### EXERCISE DESCRIPTION
Copy the line containing "Would you be able to point at the white", then all lines after it up to and including the final line of the material, exactly and without additions.

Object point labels
*-*-*

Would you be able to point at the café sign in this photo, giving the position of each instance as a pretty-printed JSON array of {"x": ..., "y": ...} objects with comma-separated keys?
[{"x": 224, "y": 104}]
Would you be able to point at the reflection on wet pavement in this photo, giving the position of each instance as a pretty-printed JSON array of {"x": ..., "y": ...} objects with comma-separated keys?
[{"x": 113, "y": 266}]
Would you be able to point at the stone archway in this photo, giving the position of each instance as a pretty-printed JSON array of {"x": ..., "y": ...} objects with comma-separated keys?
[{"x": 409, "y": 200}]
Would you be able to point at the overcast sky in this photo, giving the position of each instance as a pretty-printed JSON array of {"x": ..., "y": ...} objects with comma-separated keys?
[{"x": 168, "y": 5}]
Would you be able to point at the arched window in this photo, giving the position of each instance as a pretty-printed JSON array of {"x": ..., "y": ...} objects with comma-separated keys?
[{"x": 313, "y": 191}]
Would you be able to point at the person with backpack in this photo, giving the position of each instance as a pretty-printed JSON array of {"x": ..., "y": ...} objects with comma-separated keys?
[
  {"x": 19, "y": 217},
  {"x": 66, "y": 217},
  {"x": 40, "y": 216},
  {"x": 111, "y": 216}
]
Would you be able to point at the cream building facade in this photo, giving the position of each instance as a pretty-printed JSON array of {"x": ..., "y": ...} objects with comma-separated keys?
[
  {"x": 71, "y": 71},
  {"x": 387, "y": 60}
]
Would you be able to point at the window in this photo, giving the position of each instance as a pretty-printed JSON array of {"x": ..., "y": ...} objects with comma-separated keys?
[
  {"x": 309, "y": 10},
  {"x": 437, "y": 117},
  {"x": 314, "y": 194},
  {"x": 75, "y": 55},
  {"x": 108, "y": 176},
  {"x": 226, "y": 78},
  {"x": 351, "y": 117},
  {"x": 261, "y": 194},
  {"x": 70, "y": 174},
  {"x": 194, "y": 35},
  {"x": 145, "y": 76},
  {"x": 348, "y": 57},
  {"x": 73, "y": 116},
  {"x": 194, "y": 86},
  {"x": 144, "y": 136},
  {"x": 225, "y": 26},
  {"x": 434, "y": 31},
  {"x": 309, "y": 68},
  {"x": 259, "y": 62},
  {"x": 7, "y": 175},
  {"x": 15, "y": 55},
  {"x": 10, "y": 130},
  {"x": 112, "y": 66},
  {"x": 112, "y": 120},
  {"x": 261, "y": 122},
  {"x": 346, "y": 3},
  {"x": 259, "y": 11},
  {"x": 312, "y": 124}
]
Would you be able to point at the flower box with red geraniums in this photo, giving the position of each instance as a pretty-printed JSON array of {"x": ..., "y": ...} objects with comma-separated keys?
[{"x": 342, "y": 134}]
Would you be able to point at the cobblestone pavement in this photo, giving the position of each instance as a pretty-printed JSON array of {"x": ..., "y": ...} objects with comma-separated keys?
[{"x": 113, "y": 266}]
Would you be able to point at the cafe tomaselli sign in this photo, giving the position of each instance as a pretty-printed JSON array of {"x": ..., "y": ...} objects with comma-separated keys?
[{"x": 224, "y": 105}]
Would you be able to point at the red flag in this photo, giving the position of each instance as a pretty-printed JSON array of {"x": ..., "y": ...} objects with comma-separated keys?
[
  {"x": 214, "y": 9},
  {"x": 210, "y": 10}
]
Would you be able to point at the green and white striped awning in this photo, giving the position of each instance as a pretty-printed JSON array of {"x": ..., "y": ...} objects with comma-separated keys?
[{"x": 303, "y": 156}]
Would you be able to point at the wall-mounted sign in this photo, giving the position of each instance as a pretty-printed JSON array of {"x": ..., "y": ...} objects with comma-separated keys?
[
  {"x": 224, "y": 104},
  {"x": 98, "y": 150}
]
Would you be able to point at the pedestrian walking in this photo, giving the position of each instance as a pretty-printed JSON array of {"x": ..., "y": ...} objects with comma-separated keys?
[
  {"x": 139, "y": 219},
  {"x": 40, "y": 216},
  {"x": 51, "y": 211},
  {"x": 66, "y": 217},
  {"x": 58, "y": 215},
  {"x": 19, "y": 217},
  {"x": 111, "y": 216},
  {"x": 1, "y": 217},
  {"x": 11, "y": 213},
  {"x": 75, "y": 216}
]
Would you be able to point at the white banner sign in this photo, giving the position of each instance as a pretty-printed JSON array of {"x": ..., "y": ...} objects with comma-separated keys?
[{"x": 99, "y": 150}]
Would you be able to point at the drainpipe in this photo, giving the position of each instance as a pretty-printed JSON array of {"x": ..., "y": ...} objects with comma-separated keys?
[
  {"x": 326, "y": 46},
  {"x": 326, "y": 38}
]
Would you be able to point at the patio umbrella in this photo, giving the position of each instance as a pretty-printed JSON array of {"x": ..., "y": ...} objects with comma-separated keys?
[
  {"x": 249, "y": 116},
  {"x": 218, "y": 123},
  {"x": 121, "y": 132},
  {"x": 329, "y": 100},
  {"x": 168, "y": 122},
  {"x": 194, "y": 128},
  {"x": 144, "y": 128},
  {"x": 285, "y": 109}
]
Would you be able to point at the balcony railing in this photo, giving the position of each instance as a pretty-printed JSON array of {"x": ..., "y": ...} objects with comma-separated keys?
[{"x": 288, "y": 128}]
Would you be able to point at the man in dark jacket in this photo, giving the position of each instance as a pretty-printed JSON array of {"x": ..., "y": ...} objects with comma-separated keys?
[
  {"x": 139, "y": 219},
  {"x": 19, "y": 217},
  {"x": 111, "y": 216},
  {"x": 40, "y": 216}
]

*-*-*

### FINAL RESULT
Would you be able to point at the white banner sign in this photo, giving the position of each instance as a pretty-printed JSON array of {"x": ..., "y": ...} objects with comma-separated keys?
[{"x": 99, "y": 150}]
Would you be able to point at the drainpipe in this photo, giving the position of each instance as a pretty-printed JSON array of {"x": ..., "y": ...} objects with comma-separated keys?
[
  {"x": 326, "y": 46},
  {"x": 326, "y": 38}
]
Would you be able to point at the patio umbrella in this photo, giving the position of each instance as a pretty-printed JSON array of {"x": ..., "y": ...} objects with comma-separated keys?
[
  {"x": 249, "y": 116},
  {"x": 218, "y": 123},
  {"x": 121, "y": 132},
  {"x": 329, "y": 100},
  {"x": 168, "y": 122},
  {"x": 194, "y": 128},
  {"x": 144, "y": 128},
  {"x": 285, "y": 109}
]
Would you be able to point at the balcony railing in this photo, giving the position of each instance as a pretty-printed JSON array of {"x": ..., "y": ...} objects with comma-separated keys?
[{"x": 288, "y": 128}]
Would you be able to point at the man in dark jacket in this photo, giving the position of each instance as a pretty-printed JSON array of {"x": ..., "y": ...} objects with comma-separated keys?
[
  {"x": 139, "y": 219},
  {"x": 19, "y": 217},
  {"x": 111, "y": 216},
  {"x": 40, "y": 216}
]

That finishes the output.